Task goal:
Beginning with the line that contains "query: the noun phrase to outline: strap", write out each remaining line of the records below exactly. Do not copy any picture.

Collection entries:
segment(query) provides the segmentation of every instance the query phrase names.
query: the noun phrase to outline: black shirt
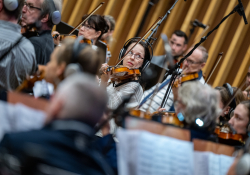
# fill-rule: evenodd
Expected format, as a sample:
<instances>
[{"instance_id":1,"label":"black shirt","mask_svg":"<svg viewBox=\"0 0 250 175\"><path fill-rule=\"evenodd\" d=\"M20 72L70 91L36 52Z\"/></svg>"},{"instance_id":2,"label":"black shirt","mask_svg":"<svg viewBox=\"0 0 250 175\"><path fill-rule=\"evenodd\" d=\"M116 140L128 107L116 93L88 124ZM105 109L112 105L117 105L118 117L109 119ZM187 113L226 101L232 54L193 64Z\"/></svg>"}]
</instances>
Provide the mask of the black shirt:
<instances>
[{"instance_id":1,"label":"black shirt","mask_svg":"<svg viewBox=\"0 0 250 175\"><path fill-rule=\"evenodd\" d=\"M51 30L38 32L38 36L33 36L28 39L35 48L37 64L46 65L50 61L50 55L54 50Z\"/></svg>"}]
</instances>

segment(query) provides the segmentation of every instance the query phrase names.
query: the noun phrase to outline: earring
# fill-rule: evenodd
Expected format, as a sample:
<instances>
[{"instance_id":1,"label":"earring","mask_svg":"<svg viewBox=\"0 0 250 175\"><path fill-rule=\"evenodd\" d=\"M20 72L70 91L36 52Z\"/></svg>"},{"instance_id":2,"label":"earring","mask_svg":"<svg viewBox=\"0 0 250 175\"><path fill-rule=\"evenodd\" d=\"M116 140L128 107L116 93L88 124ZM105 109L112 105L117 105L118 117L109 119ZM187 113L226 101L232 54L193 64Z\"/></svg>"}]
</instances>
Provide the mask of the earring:
<instances>
[{"instance_id":1,"label":"earring","mask_svg":"<svg viewBox=\"0 0 250 175\"><path fill-rule=\"evenodd\" d=\"M224 114L227 114L226 112L224 112Z\"/></svg>"}]
</instances>

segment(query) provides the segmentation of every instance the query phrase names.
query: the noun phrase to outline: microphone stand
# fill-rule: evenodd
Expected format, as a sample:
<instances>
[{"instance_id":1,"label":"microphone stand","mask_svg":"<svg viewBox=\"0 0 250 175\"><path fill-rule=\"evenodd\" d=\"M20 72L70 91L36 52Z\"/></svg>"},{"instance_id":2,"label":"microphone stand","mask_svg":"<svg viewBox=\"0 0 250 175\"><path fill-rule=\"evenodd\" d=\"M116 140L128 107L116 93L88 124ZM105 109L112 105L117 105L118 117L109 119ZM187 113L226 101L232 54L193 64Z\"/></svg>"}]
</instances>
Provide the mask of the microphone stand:
<instances>
[{"instance_id":1,"label":"microphone stand","mask_svg":"<svg viewBox=\"0 0 250 175\"><path fill-rule=\"evenodd\" d=\"M172 7L167 11L167 13L164 15L164 17L157 23L157 26L156 26L154 29L151 30L151 31L152 31L151 34L150 34L150 35L148 36L148 38L146 39L146 41L147 41L148 43L150 43L151 45L153 45L154 42L157 40L157 38L153 38L153 35L156 34L156 32L157 32L159 26L161 25L161 23L167 18L168 14L170 14L170 11L174 8L175 4L176 4L178 1L179 1L179 0L175 0L175 2L174 2L174 4L172 5ZM151 40L153 40L152 43L151 43Z\"/></svg>"},{"instance_id":2,"label":"microphone stand","mask_svg":"<svg viewBox=\"0 0 250 175\"><path fill-rule=\"evenodd\" d=\"M163 16L163 18L157 23L157 26L156 26L154 29L151 30L152 32L150 33L150 35L149 35L149 36L147 37L147 39L146 39L146 43L149 43L149 44L151 45L151 47L152 47L152 45L154 44L154 42L157 40L157 38L154 38L153 35L156 34L156 32L157 32L159 26L161 25L161 23L167 18L168 14L170 14L170 11L174 8L175 4L176 4L178 1L179 1L179 0L175 0L175 2L174 2L174 4L172 5L172 7L167 11L167 13ZM144 68L143 68L143 71L145 70L145 68L148 67L149 64L150 64L150 62L148 61L148 62L145 64L145 66L144 66Z\"/></svg>"},{"instance_id":3,"label":"microphone stand","mask_svg":"<svg viewBox=\"0 0 250 175\"><path fill-rule=\"evenodd\" d=\"M206 36L202 37L201 40L200 40L200 42L197 43L197 44L195 44L195 46L193 47L193 49L192 49L190 52L188 52L188 54L186 54L178 63L176 63L176 64L174 65L173 68L169 69L169 73L168 73L168 74L169 74L169 75L172 74L172 77L175 77L176 75L178 75L178 73L176 73L176 72L177 72L177 70L180 68L180 66L181 66L181 64L184 62L184 60L187 59L190 55L192 55L193 51L194 51L197 47L199 47L204 41L206 41L207 37L208 37L209 35L211 35L215 30L217 30L217 29L219 28L219 26L220 26L220 25L230 16L230 15L234 14L235 12L238 12L239 14L242 14L242 6L241 6L240 3L239 3L238 5L236 5L236 6L234 7L234 9L233 9L227 16L225 16L224 18L222 18L222 20L220 21L220 23L219 23L217 26L215 26L211 31L209 31L208 34L207 34ZM166 97L167 97L167 95L170 93L170 86L173 84L174 79L175 79L175 78L172 78L172 77L171 77L171 81L170 81L169 84L168 84L168 89L167 89L167 91L166 91L166 93L165 93L165 96L164 96L164 98L163 98L163 100L162 100L161 107L164 107L165 104L166 104L166 102L167 102L167 98L166 98Z\"/></svg>"}]
</instances>

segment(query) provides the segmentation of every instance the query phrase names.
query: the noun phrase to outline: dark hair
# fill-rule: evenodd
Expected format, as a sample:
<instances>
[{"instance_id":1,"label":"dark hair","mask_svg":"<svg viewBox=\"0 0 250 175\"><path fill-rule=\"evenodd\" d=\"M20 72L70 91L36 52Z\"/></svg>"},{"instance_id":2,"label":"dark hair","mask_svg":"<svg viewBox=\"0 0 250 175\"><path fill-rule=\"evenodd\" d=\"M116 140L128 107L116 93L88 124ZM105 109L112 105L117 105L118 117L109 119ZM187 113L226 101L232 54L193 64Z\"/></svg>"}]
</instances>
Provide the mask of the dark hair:
<instances>
[{"instance_id":1,"label":"dark hair","mask_svg":"<svg viewBox=\"0 0 250 175\"><path fill-rule=\"evenodd\" d=\"M52 3L54 3L55 7L51 6L51 2L49 1L53 1ZM51 16L50 14L55 10L54 8L56 8L56 10L61 11L60 7L59 7L59 2L54 1L54 0L44 0L43 3L41 4L41 18L45 17L45 15L49 14L49 20L47 22L48 26L50 28L52 28L54 26Z\"/></svg>"},{"instance_id":2,"label":"dark hair","mask_svg":"<svg viewBox=\"0 0 250 175\"><path fill-rule=\"evenodd\" d=\"M173 34L177 35L178 37L184 37L184 39L185 39L184 44L188 43L188 37L183 31L175 30Z\"/></svg>"},{"instance_id":3,"label":"dark hair","mask_svg":"<svg viewBox=\"0 0 250 175\"><path fill-rule=\"evenodd\" d=\"M132 38L130 40L128 40L125 45L123 46L123 49L122 49L122 53L121 53L121 57L123 57L128 49L128 47L133 44L133 43L136 43L138 42L138 39L136 38ZM150 53L150 50L149 50L149 46L148 44L146 44L144 41L141 41L139 43L143 48L144 48L144 54L145 54L145 57L143 59L143 63L142 63L142 66L139 68L140 71L142 71L142 69L144 68L145 64L151 60L151 53Z\"/></svg>"},{"instance_id":4,"label":"dark hair","mask_svg":"<svg viewBox=\"0 0 250 175\"><path fill-rule=\"evenodd\" d=\"M15 19L18 19L21 16L22 13L22 9L23 9L23 5L24 5L24 0L17 0L18 1L18 7L16 10L14 11L9 11L4 5L3 5L3 9L4 12L8 15L8 16L14 16ZM4 3L2 1L2 3Z\"/></svg>"},{"instance_id":5,"label":"dark hair","mask_svg":"<svg viewBox=\"0 0 250 175\"><path fill-rule=\"evenodd\" d=\"M232 87L234 90L234 93L238 90L237 87ZM241 90L238 90L236 95L235 95L235 102L236 105L238 105L240 102L247 100Z\"/></svg>"},{"instance_id":6,"label":"dark hair","mask_svg":"<svg viewBox=\"0 0 250 175\"><path fill-rule=\"evenodd\" d=\"M82 17L82 20L84 20L86 17L87 15L84 15ZM104 33L107 33L109 30L109 26L106 20L101 15L92 15L89 17L87 21L88 21L88 24L95 29L95 31L101 31L101 35L98 37L97 40L101 39L102 35Z\"/></svg>"},{"instance_id":7,"label":"dark hair","mask_svg":"<svg viewBox=\"0 0 250 175\"><path fill-rule=\"evenodd\" d=\"M225 87L218 86L215 88L216 90L219 90L221 101L223 103L223 108L226 107L227 103L229 102L231 96L227 92L227 89Z\"/></svg>"}]
</instances>

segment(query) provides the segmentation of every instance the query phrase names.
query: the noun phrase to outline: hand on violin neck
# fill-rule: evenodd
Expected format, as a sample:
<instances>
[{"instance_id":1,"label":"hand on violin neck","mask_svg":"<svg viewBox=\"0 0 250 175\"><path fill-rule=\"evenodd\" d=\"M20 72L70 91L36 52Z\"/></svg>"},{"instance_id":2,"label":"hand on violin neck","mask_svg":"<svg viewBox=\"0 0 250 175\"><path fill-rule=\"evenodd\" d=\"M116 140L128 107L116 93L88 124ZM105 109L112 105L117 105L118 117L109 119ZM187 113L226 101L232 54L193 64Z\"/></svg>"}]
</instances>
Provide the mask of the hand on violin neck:
<instances>
[{"instance_id":1,"label":"hand on violin neck","mask_svg":"<svg viewBox=\"0 0 250 175\"><path fill-rule=\"evenodd\" d=\"M102 67L100 68L99 72L101 74L101 84L103 86L107 86L107 82L110 79L110 73L111 72L107 72L107 68L109 67L109 65L107 63L102 64Z\"/></svg>"},{"instance_id":2,"label":"hand on violin neck","mask_svg":"<svg viewBox=\"0 0 250 175\"><path fill-rule=\"evenodd\" d=\"M52 37L53 37L54 44L58 46L60 44L60 33L57 31L53 31Z\"/></svg>"},{"instance_id":3,"label":"hand on violin neck","mask_svg":"<svg viewBox=\"0 0 250 175\"><path fill-rule=\"evenodd\" d=\"M159 108L157 109L157 112L166 112L166 109L165 109L165 108L159 107Z\"/></svg>"}]
</instances>

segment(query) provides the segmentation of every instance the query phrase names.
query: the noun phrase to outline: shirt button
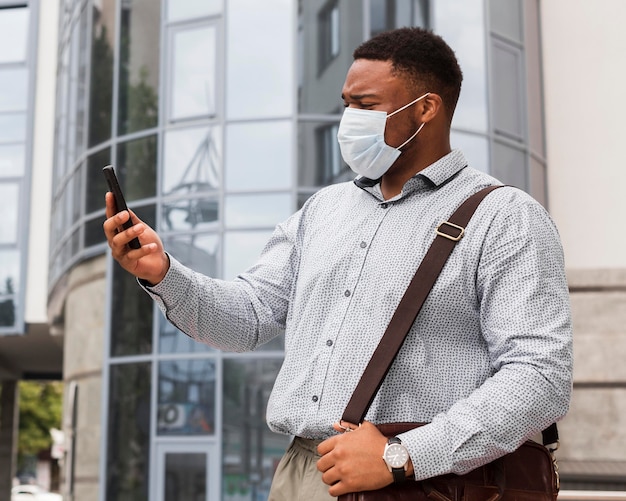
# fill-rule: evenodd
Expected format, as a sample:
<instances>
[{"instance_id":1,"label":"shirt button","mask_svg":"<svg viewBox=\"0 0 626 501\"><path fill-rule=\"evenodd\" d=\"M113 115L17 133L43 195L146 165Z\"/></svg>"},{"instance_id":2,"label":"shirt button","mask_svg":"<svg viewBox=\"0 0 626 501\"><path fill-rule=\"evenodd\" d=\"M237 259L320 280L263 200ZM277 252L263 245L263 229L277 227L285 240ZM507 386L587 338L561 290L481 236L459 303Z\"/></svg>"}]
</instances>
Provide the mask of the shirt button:
<instances>
[{"instance_id":1,"label":"shirt button","mask_svg":"<svg viewBox=\"0 0 626 501\"><path fill-rule=\"evenodd\" d=\"M332 346L333 345L333 340L329 339L328 341L326 341L326 346Z\"/></svg>"},{"instance_id":2,"label":"shirt button","mask_svg":"<svg viewBox=\"0 0 626 501\"><path fill-rule=\"evenodd\" d=\"M365 249L365 247L367 247L367 244L365 242L361 242L361 249Z\"/></svg>"},{"instance_id":3,"label":"shirt button","mask_svg":"<svg viewBox=\"0 0 626 501\"><path fill-rule=\"evenodd\" d=\"M387 207L389 207L389 204L387 202L383 202L382 204L380 204L381 209L386 209Z\"/></svg>"},{"instance_id":4,"label":"shirt button","mask_svg":"<svg viewBox=\"0 0 626 501\"><path fill-rule=\"evenodd\" d=\"M313 395L313 398L311 400L313 400L313 402L317 402L319 400L319 398L318 398L317 395Z\"/></svg>"},{"instance_id":5,"label":"shirt button","mask_svg":"<svg viewBox=\"0 0 626 501\"><path fill-rule=\"evenodd\" d=\"M346 296L346 297L350 297L350 291L344 292L343 295Z\"/></svg>"}]
</instances>

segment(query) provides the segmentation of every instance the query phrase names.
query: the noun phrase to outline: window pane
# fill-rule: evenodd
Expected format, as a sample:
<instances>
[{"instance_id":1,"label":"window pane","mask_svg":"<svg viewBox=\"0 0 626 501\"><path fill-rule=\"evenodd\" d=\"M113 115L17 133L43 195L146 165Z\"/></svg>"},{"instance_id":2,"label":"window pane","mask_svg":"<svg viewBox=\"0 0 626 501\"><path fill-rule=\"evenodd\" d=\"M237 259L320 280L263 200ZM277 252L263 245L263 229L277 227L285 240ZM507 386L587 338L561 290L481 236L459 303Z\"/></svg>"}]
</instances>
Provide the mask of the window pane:
<instances>
[{"instance_id":1,"label":"window pane","mask_svg":"<svg viewBox=\"0 0 626 501\"><path fill-rule=\"evenodd\" d=\"M450 142L452 148L459 149L463 152L470 167L483 172L490 172L489 143L486 137L452 131L450 134Z\"/></svg>"},{"instance_id":2,"label":"window pane","mask_svg":"<svg viewBox=\"0 0 626 501\"><path fill-rule=\"evenodd\" d=\"M161 2L122 2L118 135L157 125Z\"/></svg>"},{"instance_id":3,"label":"window pane","mask_svg":"<svg viewBox=\"0 0 626 501\"><path fill-rule=\"evenodd\" d=\"M15 294L19 287L20 253L0 249L0 294Z\"/></svg>"},{"instance_id":4,"label":"window pane","mask_svg":"<svg viewBox=\"0 0 626 501\"><path fill-rule=\"evenodd\" d=\"M195 234L164 239L169 253L185 266L209 277L218 278L219 238L214 234Z\"/></svg>"},{"instance_id":5,"label":"window pane","mask_svg":"<svg viewBox=\"0 0 626 501\"><path fill-rule=\"evenodd\" d=\"M285 0L228 2L228 118L281 117L289 116L293 112L295 96L291 64L294 61L292 25L296 3ZM300 3L308 5L317 2ZM250 40L254 40L254 43L250 43ZM277 47L280 50L276 50ZM315 65L315 60L313 64ZM337 95L339 94L338 90Z\"/></svg>"},{"instance_id":6,"label":"window pane","mask_svg":"<svg viewBox=\"0 0 626 501\"><path fill-rule=\"evenodd\" d=\"M504 184L528 190L526 155L523 151L506 144L494 142L491 173Z\"/></svg>"},{"instance_id":7,"label":"window pane","mask_svg":"<svg viewBox=\"0 0 626 501\"><path fill-rule=\"evenodd\" d=\"M159 316L159 353L207 353L213 349L204 343L191 339L184 332Z\"/></svg>"},{"instance_id":8,"label":"window pane","mask_svg":"<svg viewBox=\"0 0 626 501\"><path fill-rule=\"evenodd\" d=\"M356 176L341 158L336 122L301 122L298 134L298 186L325 186Z\"/></svg>"},{"instance_id":9,"label":"window pane","mask_svg":"<svg viewBox=\"0 0 626 501\"><path fill-rule=\"evenodd\" d=\"M292 138L289 121L230 125L226 134L226 188L289 189Z\"/></svg>"},{"instance_id":10,"label":"window pane","mask_svg":"<svg viewBox=\"0 0 626 501\"><path fill-rule=\"evenodd\" d=\"M111 356L152 351L153 303L130 273L113 264L111 291Z\"/></svg>"},{"instance_id":11,"label":"window pane","mask_svg":"<svg viewBox=\"0 0 626 501\"><path fill-rule=\"evenodd\" d=\"M331 1L318 14L318 72L339 55L339 6Z\"/></svg>"},{"instance_id":12,"label":"window pane","mask_svg":"<svg viewBox=\"0 0 626 501\"><path fill-rule=\"evenodd\" d=\"M496 133L523 140L523 61L516 47L493 44L493 127Z\"/></svg>"},{"instance_id":13,"label":"window pane","mask_svg":"<svg viewBox=\"0 0 626 501\"><path fill-rule=\"evenodd\" d=\"M91 65L89 146L111 137L115 3L115 0L101 0L93 7L91 60L97 64Z\"/></svg>"},{"instance_id":14,"label":"window pane","mask_svg":"<svg viewBox=\"0 0 626 501\"><path fill-rule=\"evenodd\" d=\"M291 194L230 195L224 218L227 228L273 228L292 213Z\"/></svg>"},{"instance_id":15,"label":"window pane","mask_svg":"<svg viewBox=\"0 0 626 501\"><path fill-rule=\"evenodd\" d=\"M0 115L0 142L17 143L25 140L26 113Z\"/></svg>"},{"instance_id":16,"label":"window pane","mask_svg":"<svg viewBox=\"0 0 626 501\"><path fill-rule=\"evenodd\" d=\"M489 18L491 31L515 42L523 42L520 0L490 0Z\"/></svg>"},{"instance_id":17,"label":"window pane","mask_svg":"<svg viewBox=\"0 0 626 501\"><path fill-rule=\"evenodd\" d=\"M109 191L109 187L102 174L102 168L110 163L111 150L108 148L94 153L87 159L87 187L85 192L87 214L104 209L104 194ZM122 180L120 180L120 184L123 190Z\"/></svg>"},{"instance_id":18,"label":"window pane","mask_svg":"<svg viewBox=\"0 0 626 501\"><path fill-rule=\"evenodd\" d=\"M319 2L299 2L298 109L300 112L315 114L338 114L341 112L341 88L346 78L346 72L352 64L352 51L364 40L362 3L339 2L341 40L334 47L336 54L332 60L327 62L324 72L320 73L318 71L319 58L321 57L321 55L318 55L320 50L320 47L318 47L320 43L318 42ZM278 46L287 43L291 42L280 42ZM335 42L329 39L329 52L333 44ZM268 48L267 50L269 51L270 49ZM256 81L255 77L250 75L242 75L241 78ZM290 93L293 91L285 89L283 92L284 96L290 96Z\"/></svg>"},{"instance_id":19,"label":"window pane","mask_svg":"<svg viewBox=\"0 0 626 501\"><path fill-rule=\"evenodd\" d=\"M217 190L221 166L221 128L168 131L165 134L162 193L192 195Z\"/></svg>"},{"instance_id":20,"label":"window pane","mask_svg":"<svg viewBox=\"0 0 626 501\"><path fill-rule=\"evenodd\" d=\"M224 236L224 279L232 280L252 266L271 231L231 231Z\"/></svg>"},{"instance_id":21,"label":"window pane","mask_svg":"<svg viewBox=\"0 0 626 501\"><path fill-rule=\"evenodd\" d=\"M85 247L102 244L106 241L106 238L104 238L102 223L104 223L104 215L91 219L85 223Z\"/></svg>"},{"instance_id":22,"label":"window pane","mask_svg":"<svg viewBox=\"0 0 626 501\"><path fill-rule=\"evenodd\" d=\"M161 227L168 231L215 229L220 213L217 196L184 198L161 207Z\"/></svg>"},{"instance_id":23,"label":"window pane","mask_svg":"<svg viewBox=\"0 0 626 501\"><path fill-rule=\"evenodd\" d=\"M24 145L0 145L0 178L24 174Z\"/></svg>"},{"instance_id":24,"label":"window pane","mask_svg":"<svg viewBox=\"0 0 626 501\"><path fill-rule=\"evenodd\" d=\"M165 455L164 501L205 501L207 454L168 452Z\"/></svg>"},{"instance_id":25,"label":"window pane","mask_svg":"<svg viewBox=\"0 0 626 501\"><path fill-rule=\"evenodd\" d=\"M115 172L129 205L134 200L156 196L156 163L156 136L142 137L118 146Z\"/></svg>"},{"instance_id":26,"label":"window pane","mask_svg":"<svg viewBox=\"0 0 626 501\"><path fill-rule=\"evenodd\" d=\"M17 243L20 208L20 185L17 183L0 183L0 200L2 201L0 244L15 244Z\"/></svg>"},{"instance_id":27,"label":"window pane","mask_svg":"<svg viewBox=\"0 0 626 501\"><path fill-rule=\"evenodd\" d=\"M0 18L2 11L0 11ZM24 111L28 99L28 70L2 68L0 70L0 111Z\"/></svg>"},{"instance_id":28,"label":"window pane","mask_svg":"<svg viewBox=\"0 0 626 501\"><path fill-rule=\"evenodd\" d=\"M276 465L290 438L272 433L265 423L267 399L281 360L224 360L224 499L256 491L267 499ZM252 485L251 485L252 484ZM232 497L231 497L232 496Z\"/></svg>"},{"instance_id":29,"label":"window pane","mask_svg":"<svg viewBox=\"0 0 626 501\"><path fill-rule=\"evenodd\" d=\"M215 27L177 31L172 43L170 120L215 115Z\"/></svg>"},{"instance_id":30,"label":"window pane","mask_svg":"<svg viewBox=\"0 0 626 501\"><path fill-rule=\"evenodd\" d=\"M0 63L26 60L28 20L27 8L0 10Z\"/></svg>"},{"instance_id":31,"label":"window pane","mask_svg":"<svg viewBox=\"0 0 626 501\"><path fill-rule=\"evenodd\" d=\"M434 30L454 48L463 70L463 90L453 127L487 132L487 60L483 0L437 0Z\"/></svg>"},{"instance_id":32,"label":"window pane","mask_svg":"<svg viewBox=\"0 0 626 501\"><path fill-rule=\"evenodd\" d=\"M219 14L222 0L168 0L167 20L180 21L196 17Z\"/></svg>"},{"instance_id":33,"label":"window pane","mask_svg":"<svg viewBox=\"0 0 626 501\"><path fill-rule=\"evenodd\" d=\"M215 433L215 362L174 360L159 364L159 435Z\"/></svg>"},{"instance_id":34,"label":"window pane","mask_svg":"<svg viewBox=\"0 0 626 501\"><path fill-rule=\"evenodd\" d=\"M429 0L370 0L371 36L403 26L427 28L429 20Z\"/></svg>"},{"instance_id":35,"label":"window pane","mask_svg":"<svg viewBox=\"0 0 626 501\"><path fill-rule=\"evenodd\" d=\"M111 365L107 499L148 501L150 364Z\"/></svg>"}]
</instances>

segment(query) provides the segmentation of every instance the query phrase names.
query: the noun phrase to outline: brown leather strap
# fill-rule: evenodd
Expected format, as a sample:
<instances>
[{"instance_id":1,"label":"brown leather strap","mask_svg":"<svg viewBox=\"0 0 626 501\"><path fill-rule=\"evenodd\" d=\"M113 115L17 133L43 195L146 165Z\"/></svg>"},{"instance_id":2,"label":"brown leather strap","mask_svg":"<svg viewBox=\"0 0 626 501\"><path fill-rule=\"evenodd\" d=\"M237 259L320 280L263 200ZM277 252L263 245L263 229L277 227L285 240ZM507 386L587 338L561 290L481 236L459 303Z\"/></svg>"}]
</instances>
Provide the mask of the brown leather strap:
<instances>
[{"instance_id":1,"label":"brown leather strap","mask_svg":"<svg viewBox=\"0 0 626 501\"><path fill-rule=\"evenodd\" d=\"M398 351L400 351L406 335L422 309L428 294L435 285L435 281L452 253L454 246L463 237L465 227L480 203L489 193L497 188L500 188L500 186L489 186L474 193L459 206L448 221L440 224L437 228L435 240L417 268L411 283L400 300L398 308L393 317L391 317L383 337L378 343L343 412L342 421L357 424L365 419L365 415L376 393L378 393L385 376L391 368L391 364ZM556 436L558 439L556 433L556 425L551 425L545 430L544 444L552 443L546 442L546 437L552 438Z\"/></svg>"}]
</instances>

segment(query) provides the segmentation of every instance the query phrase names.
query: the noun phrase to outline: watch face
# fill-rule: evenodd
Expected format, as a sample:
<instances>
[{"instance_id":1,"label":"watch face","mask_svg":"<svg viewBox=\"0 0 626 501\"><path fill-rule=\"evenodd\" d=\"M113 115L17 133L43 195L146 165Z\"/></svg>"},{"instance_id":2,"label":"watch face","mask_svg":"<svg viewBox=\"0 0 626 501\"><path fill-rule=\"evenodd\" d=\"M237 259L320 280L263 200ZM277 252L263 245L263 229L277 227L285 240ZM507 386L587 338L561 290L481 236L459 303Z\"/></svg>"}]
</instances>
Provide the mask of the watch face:
<instances>
[{"instance_id":1,"label":"watch face","mask_svg":"<svg viewBox=\"0 0 626 501\"><path fill-rule=\"evenodd\" d=\"M409 460L409 453L406 448L400 444L391 444L385 451L385 462L391 468L403 468Z\"/></svg>"}]
</instances>

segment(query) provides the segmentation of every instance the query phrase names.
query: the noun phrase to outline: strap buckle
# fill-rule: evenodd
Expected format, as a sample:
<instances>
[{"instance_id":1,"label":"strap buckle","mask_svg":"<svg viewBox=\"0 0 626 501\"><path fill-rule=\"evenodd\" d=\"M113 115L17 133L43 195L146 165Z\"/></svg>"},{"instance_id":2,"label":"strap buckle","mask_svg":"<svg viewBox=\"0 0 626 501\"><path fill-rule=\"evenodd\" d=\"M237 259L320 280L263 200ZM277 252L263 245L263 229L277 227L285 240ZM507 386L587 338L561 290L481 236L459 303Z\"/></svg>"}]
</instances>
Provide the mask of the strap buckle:
<instances>
[{"instance_id":1,"label":"strap buckle","mask_svg":"<svg viewBox=\"0 0 626 501\"><path fill-rule=\"evenodd\" d=\"M458 230L458 235L455 236L454 234L444 233L442 231L443 226L449 226L450 228ZM463 238L463 235L465 234L465 228L463 228L462 226L456 225L454 223L451 223L450 221L444 221L440 223L439 226L437 226L437 229L435 230L435 232L440 237L447 238L448 240L452 240L453 242L458 242L459 240L461 240L461 238Z\"/></svg>"}]
</instances>

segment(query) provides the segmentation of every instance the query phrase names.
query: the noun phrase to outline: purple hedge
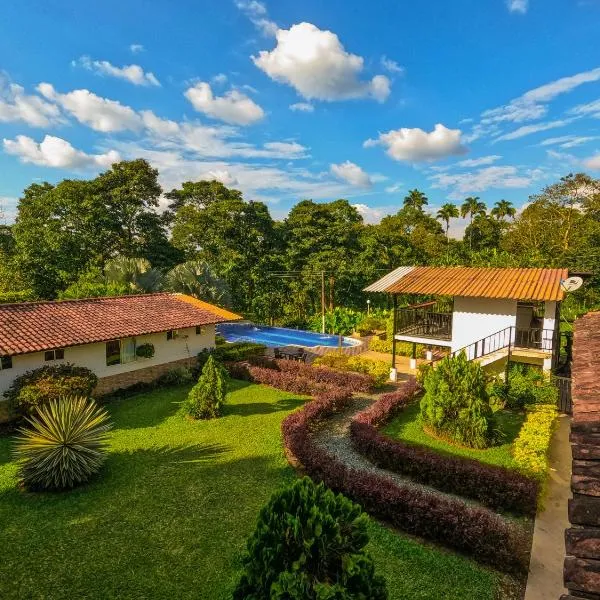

Expected output:
query: the noun phrase to outline: strap buckle
# fill-rule: evenodd
Expected format, as a sample:
<instances>
[{"instance_id":1,"label":"strap buckle","mask_svg":"<svg viewBox=\"0 0 626 501\"><path fill-rule=\"evenodd\" d=\"M113 115L17 133L43 195L146 165Z\"/></svg>"},{"instance_id":2,"label":"strap buckle","mask_svg":"<svg viewBox=\"0 0 626 501\"><path fill-rule=\"evenodd\" d=\"M237 259L320 280L263 200ZM277 252L263 245L263 229L277 227L285 240ZM507 386L587 338L561 290L481 236L459 303Z\"/></svg>"}]
</instances>
Provide the mask of the strap buckle:
<instances>
[{"instance_id":1,"label":"strap buckle","mask_svg":"<svg viewBox=\"0 0 626 501\"><path fill-rule=\"evenodd\" d=\"M458 230L458 235L455 236L454 234L444 233L442 231L443 226L449 226L450 228ZM463 238L463 235L465 234L465 228L463 228L462 226L456 225L454 223L451 223L450 221L444 221L440 223L439 226L437 226L437 229L435 230L435 232L440 237L447 238L448 240L452 240L453 242L458 242L459 240L461 240L461 238Z\"/></svg>"}]
</instances>

segment(query) provides the segmentation of every instance the query phrase names.
query: the noun phrase to outline: purple hedge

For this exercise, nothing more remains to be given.